WORK ORDER. Please reproduce all the records exactly while leaving out their pictures.

(Stored items)
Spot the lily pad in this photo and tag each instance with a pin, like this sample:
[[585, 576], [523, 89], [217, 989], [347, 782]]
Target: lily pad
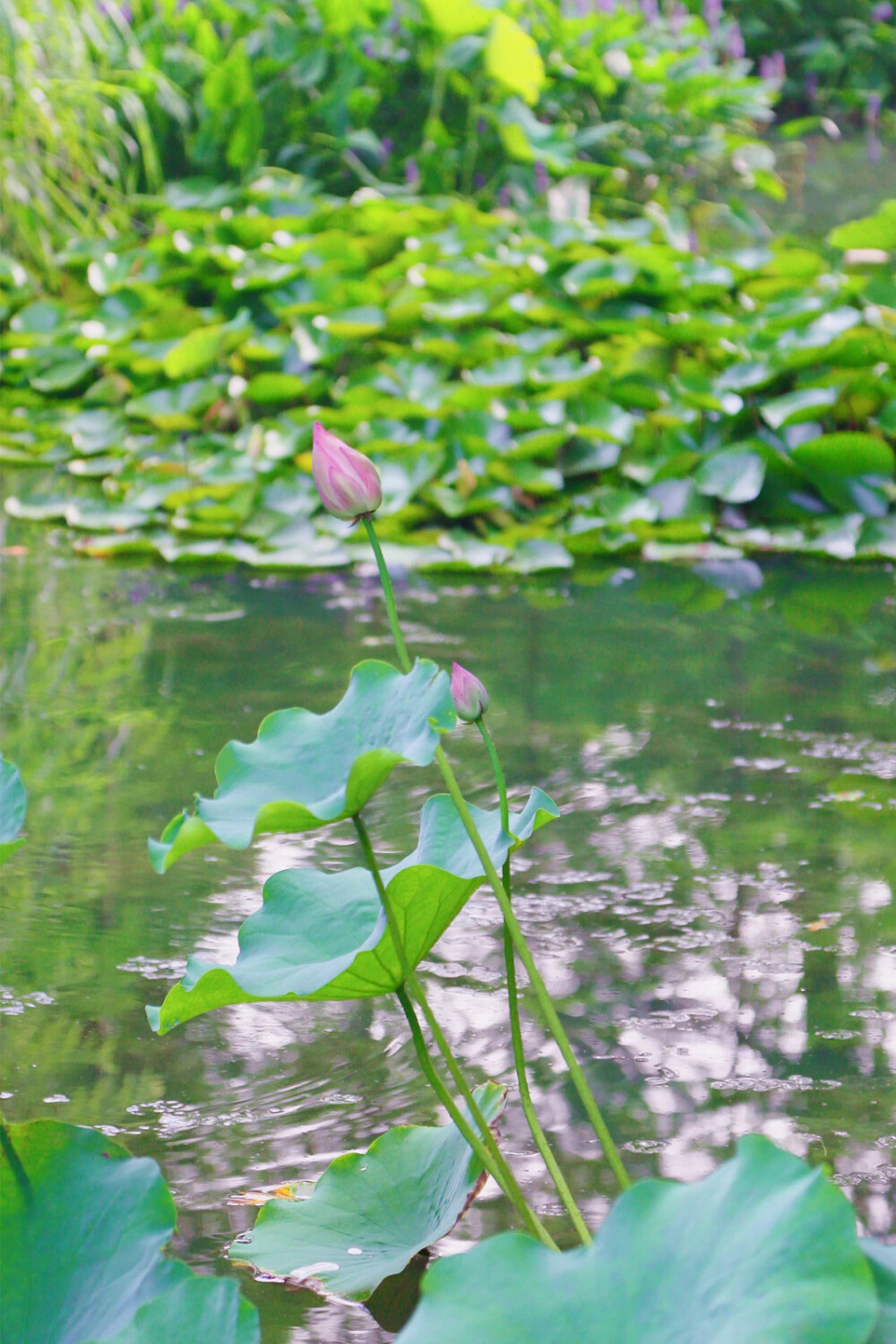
[[83, 1225], [306, 769], [763, 1249], [13, 808], [324, 935], [734, 475], [371, 1212]]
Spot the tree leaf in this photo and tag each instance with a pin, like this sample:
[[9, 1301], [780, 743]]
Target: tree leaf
[[513, 59], [13, 808], [734, 475], [309, 769], [763, 1249], [324, 935], [371, 1212], [82, 1228]]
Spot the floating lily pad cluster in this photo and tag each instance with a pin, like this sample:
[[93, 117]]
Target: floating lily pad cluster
[[83, 1226], [324, 935], [535, 392], [763, 1249]]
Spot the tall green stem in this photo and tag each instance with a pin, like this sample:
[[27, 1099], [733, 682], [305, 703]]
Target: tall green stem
[[403, 656], [512, 924], [516, 1027], [487, 1148]]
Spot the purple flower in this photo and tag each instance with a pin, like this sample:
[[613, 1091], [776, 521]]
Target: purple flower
[[469, 695], [712, 13], [347, 481], [735, 47]]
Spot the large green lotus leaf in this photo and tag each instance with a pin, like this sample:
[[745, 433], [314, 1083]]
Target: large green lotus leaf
[[82, 1228], [371, 1212], [324, 935], [883, 1263], [764, 1249], [306, 769], [13, 808]]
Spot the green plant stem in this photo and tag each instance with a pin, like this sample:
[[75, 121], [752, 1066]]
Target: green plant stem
[[487, 1148], [516, 1027], [403, 656], [546, 1003], [512, 924]]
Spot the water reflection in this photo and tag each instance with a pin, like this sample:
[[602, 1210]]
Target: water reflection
[[713, 911]]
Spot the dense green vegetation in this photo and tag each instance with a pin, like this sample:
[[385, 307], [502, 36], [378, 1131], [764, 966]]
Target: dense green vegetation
[[447, 96], [533, 389]]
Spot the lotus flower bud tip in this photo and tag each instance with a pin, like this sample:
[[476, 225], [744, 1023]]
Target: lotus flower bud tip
[[347, 481], [469, 695]]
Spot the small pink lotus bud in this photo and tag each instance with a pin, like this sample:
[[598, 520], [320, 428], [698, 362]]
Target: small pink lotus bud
[[347, 481], [469, 695]]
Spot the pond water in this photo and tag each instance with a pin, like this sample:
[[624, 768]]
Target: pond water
[[713, 911]]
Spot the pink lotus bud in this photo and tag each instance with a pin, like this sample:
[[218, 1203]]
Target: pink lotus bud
[[347, 481], [469, 695]]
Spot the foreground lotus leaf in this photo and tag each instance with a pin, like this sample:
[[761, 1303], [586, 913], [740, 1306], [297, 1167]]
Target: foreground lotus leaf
[[764, 1249], [324, 935], [883, 1263], [371, 1212], [306, 769], [82, 1230], [13, 808]]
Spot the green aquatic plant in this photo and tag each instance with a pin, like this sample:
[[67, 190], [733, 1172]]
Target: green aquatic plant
[[535, 392], [763, 1246], [82, 1228]]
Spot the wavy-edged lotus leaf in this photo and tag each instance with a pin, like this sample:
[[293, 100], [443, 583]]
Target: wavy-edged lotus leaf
[[306, 769], [763, 1249], [371, 1212], [883, 1265], [324, 935], [734, 475], [13, 808], [82, 1228]]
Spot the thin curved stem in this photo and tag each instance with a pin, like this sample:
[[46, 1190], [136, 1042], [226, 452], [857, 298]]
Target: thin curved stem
[[516, 1027], [389, 593], [487, 1148], [546, 1003]]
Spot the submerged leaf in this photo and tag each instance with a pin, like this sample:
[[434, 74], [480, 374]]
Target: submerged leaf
[[13, 808], [763, 1249], [306, 769], [83, 1225], [371, 1212], [324, 935]]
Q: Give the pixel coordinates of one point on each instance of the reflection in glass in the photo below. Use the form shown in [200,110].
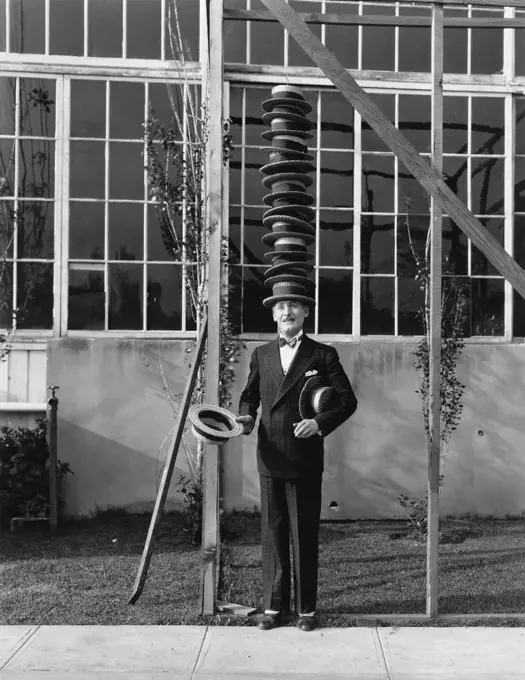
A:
[487,186]
[125,297]
[377,305]
[378,183]
[86,300]
[335,301]
[454,249]
[337,179]
[488,125]
[377,244]
[337,122]
[7,106]
[87,170]
[161,243]
[105,28]
[66,27]
[479,263]
[455,124]
[144,29]
[126,110]
[37,107]
[254,249]
[34,297]
[36,168]
[126,170]
[35,229]
[126,231]
[27,25]
[164,297]
[336,238]
[88,108]
[255,318]
[412,233]
[86,230]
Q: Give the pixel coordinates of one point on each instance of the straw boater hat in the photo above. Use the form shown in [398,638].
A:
[290,215]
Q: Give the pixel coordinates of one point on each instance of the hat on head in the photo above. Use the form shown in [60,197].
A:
[213,424]
[316,397]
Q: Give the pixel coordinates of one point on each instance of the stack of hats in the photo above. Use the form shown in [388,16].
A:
[290,213]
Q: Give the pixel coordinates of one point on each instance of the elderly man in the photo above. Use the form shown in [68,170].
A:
[290,457]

EXERCISE RESULT.
Spot the lily pad in this photo and tag each instance with a pin, like this sample:
[[585, 576], [523, 89], [217, 989], [347, 782]]
Target: lily pad
[[83, 1225], [306, 769], [763, 1249], [13, 808], [324, 935], [734, 475], [371, 1212]]
Spot the tree leaf in this photo and tag each instance with a pin, like this sample:
[[9, 1301], [780, 743]]
Target: tree leaf
[[513, 59], [13, 808], [734, 475], [309, 769], [763, 1249], [324, 935], [371, 1212], [82, 1228]]
Spot the floating lily pad cluster in this photo and tag each instance with a pin, like this sample:
[[93, 117]]
Target: floating lily pad cluster
[[83, 1226], [324, 935], [535, 392], [763, 1249]]
Spot the tall green stem in this photo and tag each instance with a pin, like this sample:
[[27, 1099], [733, 682], [305, 703]]
Target: tall green stem
[[403, 656], [512, 924], [516, 1027], [487, 1148]]
Spot the purple flower in this photo and tag each instance with a pin, like this sample:
[[613, 1091], [776, 521]]
Target: purple flower
[[469, 695], [712, 13], [347, 481], [735, 47]]
Spot the large green lotus leaf in this photo and tag each instance with a pin, like this sample:
[[745, 433], [314, 1083]]
Target: large green lotus leaf
[[82, 1228], [371, 1212], [324, 935], [883, 1263], [764, 1249], [306, 769], [13, 808]]
Spot the green plant stem in this photo and tag each instance with a pin, like this sample:
[[75, 121], [752, 1066]]
Target: green plant stem
[[487, 1148], [516, 1027], [403, 656], [546, 1003], [512, 924]]
Spot the water reflection in this photo and tag each instance with a pin, like this sample:
[[602, 1210]]
Target: water reflection
[[713, 911]]
Spot the dense green vegetation in this photo and tag each instance with a pin, like this sample:
[[385, 307], [502, 36], [378, 1131], [764, 966]]
Target: dense green vegetation
[[447, 96], [533, 389]]
Spot the lotus flower bud tip in this photo and tag each instance with a pin, like this sample:
[[476, 225], [744, 1023]]
Target: lotus flower bud tip
[[347, 481], [469, 695]]
Spot the small pink lotus bud in this photo and tag each instance with a pin, like this sample:
[[598, 520], [320, 428], [698, 362]]
Target: small pink lotus bud
[[347, 481], [469, 695]]
Spot the pond water in this photo and tag each instance with a pin, like this sample:
[[624, 768]]
Target: pond water
[[713, 911]]
Spot the pink lotus bud in this photo and tag each instance with a pin, like this sample:
[[218, 1203]]
Target: pink lotus bud
[[347, 481], [469, 695]]
Spot the foreground lotus leaf in this photo and tag each instance with a pin, like this sample:
[[761, 1303], [586, 913], [740, 1306], [297, 1167]]
Target: foreground lotus leaf
[[764, 1249], [324, 935], [883, 1263], [371, 1212], [306, 769], [82, 1230], [13, 808]]
Spot the green aquatic plant in this photo and tag each instance with a pin, like this sample:
[[67, 190], [733, 1172]]
Target: green aquatic plant
[[535, 392], [763, 1246], [82, 1228]]
Spot the wavy-edged lotus leaf in this photo and tag each instance with a pin, like this sample:
[[293, 100], [443, 583]]
Target: wavy-edged lotus leaf
[[306, 769], [763, 1249], [371, 1212], [883, 1265], [324, 935], [734, 475], [13, 808], [82, 1228]]
Spot the thin curved stem in this photo and tag each instance with a pin, like this sample:
[[46, 1190], [136, 1042], [226, 452], [857, 298]]
Target: thin curved stem
[[516, 1027], [389, 593], [487, 1148], [546, 1003]]
Spot the submerged leaf in this photo and tag each instance with a pin, like this sample:
[[434, 74], [480, 374]]
Target: submerged leaf
[[13, 808], [763, 1249], [306, 769], [83, 1225], [371, 1212], [324, 935]]
Q: Give the pixel coordinates of one point on each instance of the reflection in glass in the photo below. Use the form shown in [200,110].
A:
[487,186]
[125,297]
[377,305]
[378,183]
[86,300]
[335,301]
[454,249]
[337,179]
[488,125]
[377,244]
[337,122]
[7,106]
[87,170]
[161,243]
[105,28]
[66,27]
[479,263]
[455,124]
[144,29]
[126,110]
[37,107]
[254,249]
[34,297]
[36,168]
[126,170]
[35,229]
[126,231]
[27,25]
[164,297]
[336,238]
[88,108]
[255,318]
[412,233]
[86,230]
Q: Give the pixel coordinates of one point on each instance of the straw boater hat in the photo above. Use the form shown in [398,638].
A:
[290,215]
Q: Give the pixel coordinates of one point on each instance of the hat on head in the photo above. Use the form shown in [60,197].
A:
[213,424]
[316,397]
Q: Give the pixel coordinates of one point on each instance of the stack of hats in the photo above. Use the form shown in [388,16].
A:
[290,213]
Q: Give the pixel coordinates of one point on each instance of the elderly man in the photo above. Use the form shown in [68,170].
A:
[290,457]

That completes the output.